-- Start of Extracted data --

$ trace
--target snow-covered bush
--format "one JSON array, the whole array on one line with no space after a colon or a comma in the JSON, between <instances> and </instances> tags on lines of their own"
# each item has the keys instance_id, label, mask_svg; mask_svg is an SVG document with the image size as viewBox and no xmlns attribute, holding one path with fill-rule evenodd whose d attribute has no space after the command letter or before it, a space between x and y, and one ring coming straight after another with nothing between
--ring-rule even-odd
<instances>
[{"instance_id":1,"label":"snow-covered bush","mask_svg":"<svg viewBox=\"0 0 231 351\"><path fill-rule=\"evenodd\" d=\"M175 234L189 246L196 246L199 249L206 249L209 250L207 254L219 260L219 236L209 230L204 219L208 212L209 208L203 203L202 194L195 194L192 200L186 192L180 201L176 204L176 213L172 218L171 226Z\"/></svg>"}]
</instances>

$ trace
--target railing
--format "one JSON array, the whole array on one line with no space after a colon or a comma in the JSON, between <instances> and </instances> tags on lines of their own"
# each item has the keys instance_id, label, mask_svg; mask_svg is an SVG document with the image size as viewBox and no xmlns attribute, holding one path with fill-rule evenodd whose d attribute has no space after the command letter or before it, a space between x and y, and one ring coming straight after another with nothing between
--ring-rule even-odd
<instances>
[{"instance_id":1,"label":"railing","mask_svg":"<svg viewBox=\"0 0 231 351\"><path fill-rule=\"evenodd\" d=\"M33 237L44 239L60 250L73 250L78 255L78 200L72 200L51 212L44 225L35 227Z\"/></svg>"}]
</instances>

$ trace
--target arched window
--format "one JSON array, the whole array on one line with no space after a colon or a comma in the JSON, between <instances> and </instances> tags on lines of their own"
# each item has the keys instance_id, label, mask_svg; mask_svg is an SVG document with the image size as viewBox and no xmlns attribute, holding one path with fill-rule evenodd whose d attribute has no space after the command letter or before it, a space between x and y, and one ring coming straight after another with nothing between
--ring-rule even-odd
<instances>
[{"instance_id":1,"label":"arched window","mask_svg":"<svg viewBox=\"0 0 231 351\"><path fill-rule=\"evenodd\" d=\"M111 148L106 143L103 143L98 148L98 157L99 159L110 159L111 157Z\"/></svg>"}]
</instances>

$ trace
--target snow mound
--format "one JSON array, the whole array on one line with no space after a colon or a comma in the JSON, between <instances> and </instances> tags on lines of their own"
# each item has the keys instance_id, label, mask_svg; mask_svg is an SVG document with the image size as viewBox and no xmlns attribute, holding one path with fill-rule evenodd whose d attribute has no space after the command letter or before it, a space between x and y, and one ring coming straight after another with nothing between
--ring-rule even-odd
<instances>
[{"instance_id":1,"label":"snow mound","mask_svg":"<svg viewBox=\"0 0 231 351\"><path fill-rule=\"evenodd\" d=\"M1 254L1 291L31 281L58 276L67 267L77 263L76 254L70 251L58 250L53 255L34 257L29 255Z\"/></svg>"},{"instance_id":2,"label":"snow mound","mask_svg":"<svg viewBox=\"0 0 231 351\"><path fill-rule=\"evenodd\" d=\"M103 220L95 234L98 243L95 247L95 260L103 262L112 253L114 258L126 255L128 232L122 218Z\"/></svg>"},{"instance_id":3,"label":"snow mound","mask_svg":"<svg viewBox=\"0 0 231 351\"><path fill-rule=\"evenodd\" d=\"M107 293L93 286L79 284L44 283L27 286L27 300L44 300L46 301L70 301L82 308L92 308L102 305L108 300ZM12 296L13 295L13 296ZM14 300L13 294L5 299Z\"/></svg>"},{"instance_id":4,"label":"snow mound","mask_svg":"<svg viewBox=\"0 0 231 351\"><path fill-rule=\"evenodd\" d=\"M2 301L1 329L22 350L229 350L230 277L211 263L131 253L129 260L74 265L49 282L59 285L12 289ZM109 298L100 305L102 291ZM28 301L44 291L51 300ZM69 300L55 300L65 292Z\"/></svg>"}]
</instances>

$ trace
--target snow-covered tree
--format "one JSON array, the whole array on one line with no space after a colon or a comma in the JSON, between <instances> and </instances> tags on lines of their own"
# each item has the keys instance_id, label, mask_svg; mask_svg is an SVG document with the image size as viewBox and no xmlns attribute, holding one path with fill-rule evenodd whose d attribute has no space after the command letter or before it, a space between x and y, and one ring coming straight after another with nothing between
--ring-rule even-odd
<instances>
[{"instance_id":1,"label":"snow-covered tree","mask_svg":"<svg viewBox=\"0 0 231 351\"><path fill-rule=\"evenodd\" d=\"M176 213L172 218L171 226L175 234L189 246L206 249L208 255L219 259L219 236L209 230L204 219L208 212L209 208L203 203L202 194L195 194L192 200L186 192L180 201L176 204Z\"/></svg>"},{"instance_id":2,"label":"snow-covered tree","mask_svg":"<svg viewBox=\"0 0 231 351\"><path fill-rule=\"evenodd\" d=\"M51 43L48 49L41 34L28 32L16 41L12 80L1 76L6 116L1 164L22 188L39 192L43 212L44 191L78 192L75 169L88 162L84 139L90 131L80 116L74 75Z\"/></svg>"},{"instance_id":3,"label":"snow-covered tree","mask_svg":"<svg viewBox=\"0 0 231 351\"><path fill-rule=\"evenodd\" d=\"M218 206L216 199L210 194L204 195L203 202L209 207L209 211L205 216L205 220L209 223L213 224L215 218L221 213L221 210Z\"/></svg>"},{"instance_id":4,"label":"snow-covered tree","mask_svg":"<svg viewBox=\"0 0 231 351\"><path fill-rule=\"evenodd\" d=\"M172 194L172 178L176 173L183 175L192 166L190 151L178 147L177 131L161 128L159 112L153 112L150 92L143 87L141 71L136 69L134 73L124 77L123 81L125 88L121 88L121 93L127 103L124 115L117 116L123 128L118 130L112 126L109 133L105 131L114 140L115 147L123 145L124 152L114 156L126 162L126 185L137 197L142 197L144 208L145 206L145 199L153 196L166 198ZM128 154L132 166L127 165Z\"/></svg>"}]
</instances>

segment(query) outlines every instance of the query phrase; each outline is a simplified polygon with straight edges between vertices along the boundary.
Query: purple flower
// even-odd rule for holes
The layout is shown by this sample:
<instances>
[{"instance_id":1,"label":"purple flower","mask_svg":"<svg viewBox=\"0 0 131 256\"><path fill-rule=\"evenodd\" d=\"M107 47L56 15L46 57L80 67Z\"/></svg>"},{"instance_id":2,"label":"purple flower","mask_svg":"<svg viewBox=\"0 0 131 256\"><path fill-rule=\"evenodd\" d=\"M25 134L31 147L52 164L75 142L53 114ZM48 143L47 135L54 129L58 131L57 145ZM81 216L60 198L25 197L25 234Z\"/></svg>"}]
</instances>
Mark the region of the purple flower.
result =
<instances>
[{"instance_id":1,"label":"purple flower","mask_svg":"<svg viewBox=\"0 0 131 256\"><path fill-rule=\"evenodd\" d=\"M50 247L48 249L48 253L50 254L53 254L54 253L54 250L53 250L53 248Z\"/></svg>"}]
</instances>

-- End of Extracted data --

- [Task objective]: From the line containing "segment(query) outlines every" down to the last line, reproduce the records exactly. Include both ends.

- [Completed exercise]:
segment(query) outlines every instance of the query phrase; each outline is a simplified polygon with straight edges between vertices along the boundary.
Query: purple flower
// even-odd rule for holes
The layout is shown by this sample:
<instances>
[{"instance_id":1,"label":"purple flower","mask_svg":"<svg viewBox=\"0 0 131 256\"><path fill-rule=\"evenodd\" d=\"M107 47L56 15L46 57L80 67Z\"/></svg>"},{"instance_id":2,"label":"purple flower","mask_svg":"<svg viewBox=\"0 0 131 256\"><path fill-rule=\"evenodd\" d=\"M25 134L31 147L52 164L75 142L53 114ZM48 143L47 135L54 129L58 131L57 145ZM81 216L60 198L25 197L25 234Z\"/></svg>"}]
</instances>
Mark the region of the purple flower.
result =
<instances>
[{"instance_id":1,"label":"purple flower","mask_svg":"<svg viewBox=\"0 0 131 256\"><path fill-rule=\"evenodd\" d=\"M50 247L48 249L48 253L50 254L53 254L54 253L54 250L53 250L53 248Z\"/></svg>"}]
</instances>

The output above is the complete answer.